──────── Data rows

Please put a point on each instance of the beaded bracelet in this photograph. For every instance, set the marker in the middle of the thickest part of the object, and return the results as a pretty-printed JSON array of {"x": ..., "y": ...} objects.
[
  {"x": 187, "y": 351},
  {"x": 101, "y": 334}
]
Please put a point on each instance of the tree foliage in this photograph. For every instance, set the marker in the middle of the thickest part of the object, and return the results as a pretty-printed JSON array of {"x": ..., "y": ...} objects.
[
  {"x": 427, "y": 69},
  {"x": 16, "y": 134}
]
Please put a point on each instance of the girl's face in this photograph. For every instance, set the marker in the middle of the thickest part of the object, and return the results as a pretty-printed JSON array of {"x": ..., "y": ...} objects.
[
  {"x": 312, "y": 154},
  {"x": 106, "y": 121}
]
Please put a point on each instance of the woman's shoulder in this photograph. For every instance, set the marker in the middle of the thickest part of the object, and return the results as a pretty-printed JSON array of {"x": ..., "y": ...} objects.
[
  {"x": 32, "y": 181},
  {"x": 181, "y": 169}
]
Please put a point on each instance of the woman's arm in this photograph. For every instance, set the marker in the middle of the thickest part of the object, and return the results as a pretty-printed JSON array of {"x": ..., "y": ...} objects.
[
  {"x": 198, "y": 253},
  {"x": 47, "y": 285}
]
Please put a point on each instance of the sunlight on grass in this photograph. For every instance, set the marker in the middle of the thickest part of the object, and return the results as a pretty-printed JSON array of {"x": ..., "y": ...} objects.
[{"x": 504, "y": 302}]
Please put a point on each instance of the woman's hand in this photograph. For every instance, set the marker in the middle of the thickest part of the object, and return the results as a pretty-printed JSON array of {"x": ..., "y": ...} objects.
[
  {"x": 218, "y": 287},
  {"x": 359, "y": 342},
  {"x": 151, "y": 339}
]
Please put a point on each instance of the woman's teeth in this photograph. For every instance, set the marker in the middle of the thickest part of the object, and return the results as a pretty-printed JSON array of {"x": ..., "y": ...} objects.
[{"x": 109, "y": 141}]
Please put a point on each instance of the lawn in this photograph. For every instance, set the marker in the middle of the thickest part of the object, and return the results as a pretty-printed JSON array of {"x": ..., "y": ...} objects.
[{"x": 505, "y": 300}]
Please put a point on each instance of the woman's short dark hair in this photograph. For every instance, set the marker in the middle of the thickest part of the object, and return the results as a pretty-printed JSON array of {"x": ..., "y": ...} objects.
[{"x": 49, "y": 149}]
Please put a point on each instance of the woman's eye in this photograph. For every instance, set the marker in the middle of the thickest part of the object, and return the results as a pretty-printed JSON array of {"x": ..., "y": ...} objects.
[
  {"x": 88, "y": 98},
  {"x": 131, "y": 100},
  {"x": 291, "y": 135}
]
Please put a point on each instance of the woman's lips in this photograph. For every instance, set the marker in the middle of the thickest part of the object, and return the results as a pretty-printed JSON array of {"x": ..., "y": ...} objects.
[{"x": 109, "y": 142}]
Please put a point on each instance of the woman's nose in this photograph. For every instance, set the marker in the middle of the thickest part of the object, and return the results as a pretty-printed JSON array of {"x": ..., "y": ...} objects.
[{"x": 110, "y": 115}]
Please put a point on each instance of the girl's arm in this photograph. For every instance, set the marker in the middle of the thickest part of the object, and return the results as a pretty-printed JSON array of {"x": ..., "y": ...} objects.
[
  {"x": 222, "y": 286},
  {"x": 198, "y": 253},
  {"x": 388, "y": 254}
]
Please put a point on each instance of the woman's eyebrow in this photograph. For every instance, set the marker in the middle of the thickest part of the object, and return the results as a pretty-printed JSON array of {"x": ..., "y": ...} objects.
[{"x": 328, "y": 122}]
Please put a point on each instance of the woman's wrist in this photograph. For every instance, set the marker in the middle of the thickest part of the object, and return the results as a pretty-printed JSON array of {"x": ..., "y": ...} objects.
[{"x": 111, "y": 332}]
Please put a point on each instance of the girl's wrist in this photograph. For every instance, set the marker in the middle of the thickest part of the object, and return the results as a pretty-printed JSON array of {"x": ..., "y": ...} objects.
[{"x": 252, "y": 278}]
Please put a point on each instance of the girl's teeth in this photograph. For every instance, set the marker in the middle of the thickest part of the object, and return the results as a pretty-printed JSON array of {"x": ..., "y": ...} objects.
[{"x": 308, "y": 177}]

────────────────

## Request
Copy the material above, line for line.

## Result for this task
Please put a point on each instance of the beaded bracelet in this photograph. For every instance, set the marker in the middle of the thickest part of the object, and return the results as a pretty-printed JSON array of {"x": ..., "y": ...} objects.
[
  {"x": 187, "y": 351},
  {"x": 101, "y": 334}
]
Please put a point on each instance of the tree foliage in this photograph. For every instance, set the marker in the middle of the thickest part of the object, and return the results as a pretty-printed JSON array of {"x": ..., "y": ...} objects.
[
  {"x": 427, "y": 69},
  {"x": 16, "y": 134}
]
Please put a point on each instance of the girl's face in this photograph. For every instance, set the marker in the middle of the thickest part of the object, and return the results as a pretty-printed JSON array of {"x": ..., "y": ...} objects.
[
  {"x": 312, "y": 154},
  {"x": 106, "y": 121}
]
Please put a point on each instance of the woman's shoulder in this photograph. For every instance, set the marker in the middle of the thickest part of the object, and return the results as a pretty-printed JSON array of {"x": ..., "y": ...} objects.
[
  {"x": 32, "y": 181},
  {"x": 181, "y": 169}
]
Please put a point on each instance of the woman's arm in this photograph. For every instance, set the marker in the middle of the thickest part of the object, and return the results as a pretty-printed JSON array of {"x": ..., "y": ...} objects.
[
  {"x": 198, "y": 253},
  {"x": 47, "y": 285}
]
Please put a point on each instance of the sunlight on grass in this photograph. For every instance, set the marker in the middle of the thickest part of the object, and return the results as a pretty-printed JSON array of {"x": ..., "y": ...} objects.
[{"x": 504, "y": 302}]
Please put a point on each instance of the woman's hand in this photograph. For every instance, set the marker in the middle of the thickest part of the object, and return the results as a pretty-printed JSON array of {"x": ..., "y": ...} objects.
[
  {"x": 218, "y": 287},
  {"x": 359, "y": 342},
  {"x": 151, "y": 339}
]
Please put a point on each instance of the woman's teeth in this photograph. For every instance, set the marker in the middle of the thickest part of the object, and return the results as a pretty-printed JSON array of {"x": ..., "y": ...} objects.
[{"x": 109, "y": 141}]
Please put a point on each instance of the lawn in this photograph. For every instance, set the marker in the middle of the thickest part of the object, and return the results as a pretty-printed JSON array of {"x": ..., "y": ...} objects.
[{"x": 505, "y": 300}]
Please put a point on each instance of the woman's short dark hair in this photograph. For every instance, set the marker in the middle of the thickest part of the object, and return the results as a pretty-printed JSON array of {"x": ..., "y": ...} objects.
[{"x": 49, "y": 149}]
Please put a point on each instance of the woman's eye in this photograph. For every instance, set the marker in the middle of the thickest part of the object, and return the results as a pretty-printed JSON array of {"x": ..., "y": ...} objects.
[
  {"x": 88, "y": 98},
  {"x": 131, "y": 100},
  {"x": 291, "y": 135}
]
Please put a point on each instance of the woman's lips in this photograph. For every instance, set the marker in the middle of the thickest part of the object, and return the results as a pretty-printed JSON array of {"x": ..., "y": ...} objects.
[{"x": 109, "y": 142}]
Please put a point on each instance of the woman's nose in this photograph. For every instance, set the marker in the middle of the thickest part of the object, and return the results as a pretty-printed JSON array of {"x": ..., "y": ...} objects.
[{"x": 110, "y": 115}]
Please put a point on each instance of the girl's arm in this photograph. For every instance, set the marker in the middle of the thickest part of the object, and return the results as a pretty-printed JSON array of {"x": ..., "y": ...} objects.
[
  {"x": 222, "y": 286},
  {"x": 198, "y": 253},
  {"x": 388, "y": 254}
]
Please put a point on each instance of the woman's eyebrow in this photograph. For every instance, set the marker in the middle of the thickest part of the object, and return the results as a pretty-printed JSON array of {"x": ..., "y": ...} objects.
[{"x": 328, "y": 122}]
Please put a point on each instance of the woman's wrist in this photograph. For every instance, set the marker in the middle of the thickest part of the object, and return the results as a pretty-printed JSON array of {"x": ..., "y": ...} objects.
[{"x": 111, "y": 332}]
Please put a point on each instance of the girl's wrist in this photograph. For every instance, set the marker in the middle of the thickest part of the object, and return the results as a pretty-printed JSON array of {"x": ..., "y": ...} objects.
[{"x": 252, "y": 278}]
Please put a point on each instance of the girl's teeth in this photograph. For every instance, set the marker in the middle of the thickest part of the object, and return the results as a pretty-printed JSON array of {"x": ..., "y": ...} objects.
[{"x": 308, "y": 177}]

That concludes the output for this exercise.